Ayrımcılık türlerinden ‘makul düzenleme yapmama’ engelli bireylerin temel hak ve özgürlüklerini kullanırken diğer bireyler ile eşit şekilde yararlanmasını sağlayan, ayrımcılığı önlemek amaçlı alınan ölçülü, tedbir alması gereken kişiye aşırı yük getirmeyen, gerekli ve uygun düzenlemelerdir.
Örneğin, engelli rampası yapılması, engelli kişiler için iş giriş/çıkış saatlerinin düzenlenmesi makul düzenleme olarak kabul edilir. Makul düzenleme yapmamak ise bazı koşullarda ayrımcılık yasağının ihlali olabilecektir.
ÇAM v. Türkiye kararında AİHM; görme engelli bir öğrencinin bağlama alanında konservatuar sınavlarını kazanmasına ve sonrasında eğitim için gerekli sağlık raporunda eğitim almasında sakınca olmadığını belgelemesine rağmen, konservatuar tarafından raporun kabul edilmemesi, kendisine özel eğitim verebilecek eğitmenlerin ve altyapının olmadığının ileri sürülmesi Mahkeme tarafından eğitim hakkını engelleyen, makul düzenleme yapılmaması, dolayısıyla ayrımcılık yasağı ihlali olarak değerlendirilmiştir.
TİHEK; 2021/377 sayılı Kurul kararında; görme engelli başvurucu tarafından Kültür ve Turizm Bakanlığının mevzuat gereği tüm basılı eserleri elektronik ortama aktararak görme engelli bireylerin kullanımına sunma sorumluluğunun bulunmasına karşın bu sorumluluğun yerine getirilmediği ve bu nedenle engellilik temelinde ayrımcı muameleye maruz kalındığı iddialarının ileri sürüldüğü dosyada, Kurul, kültürel yaşama katılım hakkından faydalanmada erişilebilirliğin sağlanmayarak engellilik temelinde ayrımcılık yasağının ihlal edildiğine karar vermiştir.
- Yaş temelinde ayrımcılık: Kişilerin yaşı dolayısıyla karşılaştığı ayrımcılık halidir.
Örneğin, bir üniversitenin kütüphane görevlisi işe alımına dair ilanında, objektif ve makul bir gerekçe olmaksızın ilana sadece 25 yaş altı kişilerin başvurabileceğine dair şart konulması 25 yaş üstü kişiler aleyhine yaş temelinde ayrımcılık teşkil edebilecektir.
Hukukumuzda görünüşte farklı muamele olduğu halde, ayrımcılık yasağı oluşturmayan durumlar da kabul edilmiştir. Buna göre, istihdam ve serbest meslek alanlarında, zorunlu mesleki gerekliliklerin varlığı hâlinde amaca uygun ve orantılı olan farklı muameleler, işe kabul ve istihdam sürecinde, hizmetin zorunlulukları nedeniyle yaş sınırlarının belirlenmesi ve uygulanması gibi durumlar somut olayın şartlarına göre ayrımcılık oluşturmayacak haller arasında yer alır.

● Yapılacak iş
Ayrımcılık türleri metninde "Örneğin, bir üniversitenin" ifadesinden "ayrımcılık teşkil edebilecektir." ifadesine kadar olan kısmı, "kütüphane görevlisi" yerine "laboratuvar teknisyeni" koyarak yeniden yazın.

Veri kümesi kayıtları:
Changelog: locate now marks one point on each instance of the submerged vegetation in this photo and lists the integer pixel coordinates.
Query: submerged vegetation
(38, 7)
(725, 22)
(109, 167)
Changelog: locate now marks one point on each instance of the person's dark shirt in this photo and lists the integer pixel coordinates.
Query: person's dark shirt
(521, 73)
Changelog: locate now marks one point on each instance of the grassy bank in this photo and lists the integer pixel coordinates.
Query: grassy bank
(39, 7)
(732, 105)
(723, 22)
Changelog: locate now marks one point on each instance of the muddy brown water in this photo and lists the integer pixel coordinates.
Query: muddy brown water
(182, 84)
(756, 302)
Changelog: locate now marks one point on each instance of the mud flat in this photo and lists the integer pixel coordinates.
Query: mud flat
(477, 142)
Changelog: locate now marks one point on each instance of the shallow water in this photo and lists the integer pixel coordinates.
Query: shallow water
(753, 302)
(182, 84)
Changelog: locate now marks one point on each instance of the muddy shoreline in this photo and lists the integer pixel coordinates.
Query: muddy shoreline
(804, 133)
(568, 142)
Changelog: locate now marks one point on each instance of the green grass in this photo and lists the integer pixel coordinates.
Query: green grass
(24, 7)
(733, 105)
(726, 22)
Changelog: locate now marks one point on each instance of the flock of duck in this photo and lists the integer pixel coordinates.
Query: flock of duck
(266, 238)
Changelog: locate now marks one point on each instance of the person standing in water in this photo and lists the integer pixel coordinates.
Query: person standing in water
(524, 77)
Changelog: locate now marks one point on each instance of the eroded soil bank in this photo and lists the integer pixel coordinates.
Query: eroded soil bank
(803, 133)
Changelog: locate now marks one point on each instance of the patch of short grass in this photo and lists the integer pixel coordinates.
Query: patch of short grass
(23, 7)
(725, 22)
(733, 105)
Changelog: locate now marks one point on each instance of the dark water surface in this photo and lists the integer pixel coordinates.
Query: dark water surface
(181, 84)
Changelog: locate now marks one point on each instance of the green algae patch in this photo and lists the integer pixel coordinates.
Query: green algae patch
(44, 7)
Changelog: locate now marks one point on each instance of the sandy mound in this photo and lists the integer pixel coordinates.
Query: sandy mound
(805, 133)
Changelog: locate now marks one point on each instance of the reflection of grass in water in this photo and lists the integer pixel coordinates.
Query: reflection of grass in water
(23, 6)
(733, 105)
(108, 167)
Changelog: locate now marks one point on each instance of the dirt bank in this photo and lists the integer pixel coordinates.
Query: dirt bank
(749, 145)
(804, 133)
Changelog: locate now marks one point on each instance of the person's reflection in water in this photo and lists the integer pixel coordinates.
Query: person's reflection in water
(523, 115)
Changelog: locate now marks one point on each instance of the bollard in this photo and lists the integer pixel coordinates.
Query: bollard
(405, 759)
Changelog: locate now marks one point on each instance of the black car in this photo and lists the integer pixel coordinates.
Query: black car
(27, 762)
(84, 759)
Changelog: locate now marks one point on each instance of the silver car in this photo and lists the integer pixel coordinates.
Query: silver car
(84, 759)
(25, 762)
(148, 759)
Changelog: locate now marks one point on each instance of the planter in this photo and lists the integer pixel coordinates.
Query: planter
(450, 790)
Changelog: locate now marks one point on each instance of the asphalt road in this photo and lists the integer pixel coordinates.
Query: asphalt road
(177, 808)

● Alıştırma yanıtı
Örneğin, bir üniversitenin laboratuvar teknisyeni işe alımına dair ilanında, objektif ve makul bir gerekçe olmaksızın ilana sadece 25 yaş altı kişilerin başvurabileceğine dair şart konulması 25 yaş üstü kişiler aleyhine yaş temelinde ayrımcılık teşkil edebilecektir.